**Exercise directions**
What do the lines say from the one containing "of the camera" to the end of the records? Restate them word for word, and only those.

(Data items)
..........

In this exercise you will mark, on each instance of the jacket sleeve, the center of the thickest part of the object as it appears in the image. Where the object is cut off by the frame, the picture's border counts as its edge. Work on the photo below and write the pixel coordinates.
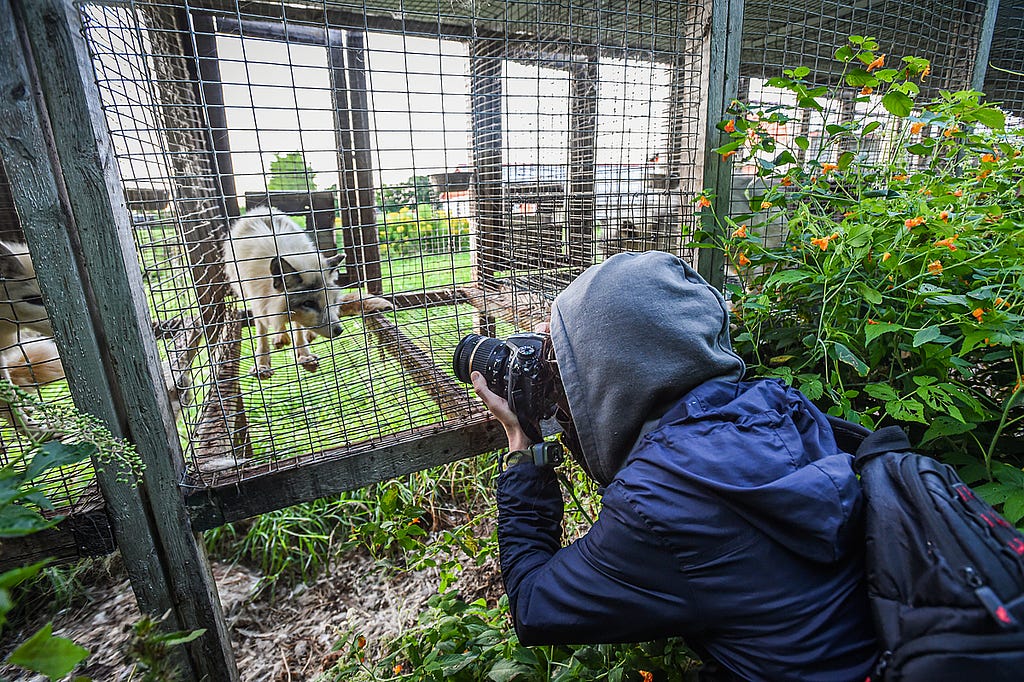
(616, 584)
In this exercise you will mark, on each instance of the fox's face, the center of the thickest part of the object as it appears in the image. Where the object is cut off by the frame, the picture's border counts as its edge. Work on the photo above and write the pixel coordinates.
(20, 301)
(311, 294)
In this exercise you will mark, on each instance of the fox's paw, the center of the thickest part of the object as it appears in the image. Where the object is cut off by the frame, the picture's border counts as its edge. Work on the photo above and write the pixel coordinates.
(376, 304)
(308, 363)
(263, 372)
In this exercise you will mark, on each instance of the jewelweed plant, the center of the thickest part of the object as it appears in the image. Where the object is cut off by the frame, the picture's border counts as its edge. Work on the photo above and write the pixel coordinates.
(895, 294)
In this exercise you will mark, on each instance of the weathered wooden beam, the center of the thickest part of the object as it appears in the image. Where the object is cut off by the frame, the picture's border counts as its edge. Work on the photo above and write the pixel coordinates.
(524, 309)
(166, 560)
(723, 79)
(275, 489)
(583, 162)
(86, 533)
(363, 157)
(449, 395)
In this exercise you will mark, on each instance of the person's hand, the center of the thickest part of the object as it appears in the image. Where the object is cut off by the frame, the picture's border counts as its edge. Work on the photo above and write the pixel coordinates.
(499, 407)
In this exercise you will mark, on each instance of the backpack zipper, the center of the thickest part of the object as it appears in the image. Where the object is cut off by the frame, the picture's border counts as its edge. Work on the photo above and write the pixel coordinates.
(990, 600)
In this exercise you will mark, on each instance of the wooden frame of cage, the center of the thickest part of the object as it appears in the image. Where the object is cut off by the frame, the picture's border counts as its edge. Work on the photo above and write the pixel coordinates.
(71, 208)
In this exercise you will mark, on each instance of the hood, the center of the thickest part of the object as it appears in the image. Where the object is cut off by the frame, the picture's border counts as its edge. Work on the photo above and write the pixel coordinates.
(632, 336)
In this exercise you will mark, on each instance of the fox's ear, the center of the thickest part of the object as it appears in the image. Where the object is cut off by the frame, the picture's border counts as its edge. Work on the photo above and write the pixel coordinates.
(10, 266)
(285, 276)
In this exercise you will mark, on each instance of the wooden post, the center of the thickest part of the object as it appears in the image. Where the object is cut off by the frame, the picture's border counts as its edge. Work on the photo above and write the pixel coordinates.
(984, 45)
(583, 165)
(485, 95)
(358, 107)
(212, 92)
(69, 195)
(726, 30)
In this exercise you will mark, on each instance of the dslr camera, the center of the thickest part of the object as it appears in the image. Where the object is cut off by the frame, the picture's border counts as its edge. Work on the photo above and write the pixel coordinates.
(518, 369)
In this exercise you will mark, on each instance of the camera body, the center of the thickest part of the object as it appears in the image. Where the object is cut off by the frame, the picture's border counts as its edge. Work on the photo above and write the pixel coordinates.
(518, 369)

..........

**Solution to the exercise**
In this exercise you will mark, on each instance of the camera body, the center of the thickest part of the object as it appears in the image. Where the object is cut off by the frame, the picture's border counts as its edge. Work on the photo above and write the pixel coordinates.
(518, 369)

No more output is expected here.